• _Text for analysis_
───

Priceline Pharmacy Dubbo partner Mark Rugendyke is hoping the government doesn’t go ahead with a $5 increase on prescriptions. Photo: BELINDA SOOLEA $5 INCREASE to the cost of prescriptions could force some people to go without important medication and potentially put them at risk of greater health problems, according to one local pharmacist.
Priceline Pharmacy Dubbo partner Mark Rugendyke said he was already seeing people prioritise prescriptions and juggle when they renewed them and he was expecting that would get worse.
He said the best outcome for everyone would be if the government scrapped the plan to introduce the increases on January 1, 2017.
Under the proposal, tabled in the federal budget on Tuesday, pensioners would be asked to pay an extra 80 cents per prescription, while other consumers would be slugged an additional $5.
The same proposal was made in the 2015-16 budget but Health Minister Sussan Ley said it was scrapped because it wasn’t going to make it through the senate.
Mr Rugendyke said the increases would place a strain on some customers.
“I go back to the days when prescriptions cost $3.20 and for a pensioner, they cost nothing,” he said.
“We are already seeing people who come in and say they can afford this one but I will have to skip this one until next week which is a sub-optimal situation. This is just going to lead to other health complications and put more pressure on the hospital system.”
Families could be among those who are hardest hit by the increases, with the possibility of a paying hundreds of dollars extra per year if there are several prescriptions required.
“If you have somebody who needs four scripts a month, and we see plenty in that situation, that is an extra $20 a month and $240 a year. If you are on a fairly limited income and have children at school, that places a lot of pressure on the budget,” Mr Rugendyke said.
Mr Rugendyke said script numbers and pharmacy income were down but said he was more concerned with the social impact.
“We don’t want to end up in the same situation as the [United] States where if people can’t afford a medication they just don’t use it.

───

• _Input data_
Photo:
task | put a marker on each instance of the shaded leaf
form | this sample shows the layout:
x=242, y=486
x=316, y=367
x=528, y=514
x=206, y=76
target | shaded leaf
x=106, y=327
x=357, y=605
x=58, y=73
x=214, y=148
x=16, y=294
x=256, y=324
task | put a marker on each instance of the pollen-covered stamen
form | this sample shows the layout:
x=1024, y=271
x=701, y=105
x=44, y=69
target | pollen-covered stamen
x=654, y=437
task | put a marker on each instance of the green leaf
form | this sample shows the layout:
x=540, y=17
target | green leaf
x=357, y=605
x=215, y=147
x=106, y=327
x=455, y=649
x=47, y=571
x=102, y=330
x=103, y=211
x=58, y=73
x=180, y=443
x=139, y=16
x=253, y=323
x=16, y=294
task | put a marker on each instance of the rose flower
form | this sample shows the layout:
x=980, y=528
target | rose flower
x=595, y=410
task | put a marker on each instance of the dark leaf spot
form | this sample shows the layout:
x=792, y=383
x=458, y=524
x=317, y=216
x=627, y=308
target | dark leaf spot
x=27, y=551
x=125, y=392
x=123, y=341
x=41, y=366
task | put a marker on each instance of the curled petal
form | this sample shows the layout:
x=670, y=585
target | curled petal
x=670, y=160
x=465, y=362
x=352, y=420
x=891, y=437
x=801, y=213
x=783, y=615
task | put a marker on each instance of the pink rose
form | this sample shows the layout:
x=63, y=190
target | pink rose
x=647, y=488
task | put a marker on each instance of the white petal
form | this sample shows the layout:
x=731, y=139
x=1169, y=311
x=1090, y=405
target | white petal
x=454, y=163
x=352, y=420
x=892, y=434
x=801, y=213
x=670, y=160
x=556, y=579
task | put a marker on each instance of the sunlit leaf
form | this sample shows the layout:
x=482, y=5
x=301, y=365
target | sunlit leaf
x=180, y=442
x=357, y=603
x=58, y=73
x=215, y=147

───

• _Actions to take_
(A) In the article on prescription costs, how much extra per prescription would pensioners pay under the proposal?
(B) From the article on prescription costs, pull out everything from "Priceline Pharmacy Dubbo partner Mark Rugendyke said" down to "an additional $5.".
(C) Continue the article on prescription costs from where it stops.
The records have nothing to do with the article on prescription costs.

• _Responses to the exercise_
(A) An extra 80 cents per prescription.

(B)
Priceline Pharmacy Dubbo partner Mark Rugendyke said he was already seeing people prioritise prescriptions and juggle when they renewed them and he was expecting that would get worse.
He said the best outcome for everyone would be if the government scrapped the plan to introduce the increases on January 1, 2017.
Under the proposal, tabled in the federal budget on Tuesday, pensioners would be asked to pay an extra 80 cents per prescription, while other consumers would be slugged an additional $5.

(C)
“If people end up in hospital because they haven’t been able to afford medication then that is moving the costs to the hospital, which is funded by the state government, that’s not solution either.
What is being listed as a $650 million saving for the government could end up costing them much more if it does lead to more hospitalisations.
“We saw when paracetamol came off the PBS list, people started buying the paracetamol plus codeine, which had its own side effects, but also cost significantly more so down the track the government ended up putting paracetamol back on the PBS,” Mr Rugendyke said.
“There are parallels between the two and it shows there can be a sting in the tail of these policies with the net effect that it ends up costing the government more.”
Health Minister Sussan Ley said the government was looking at alternative ways to save money rather than trying to push through the prescription increase.
“Quite simply a replacement policy had to be put on the table before the measure can be officially removed,” Ms Ley said.
“We obviously have to find new ways to pay for the savings and we continue work to find a common sense alternative.
“However, our priority over the past 12 months has been implementing new reforms that make medicines cheaper by as much as $20 per scriptand listing $3 billion worth of new medicines.”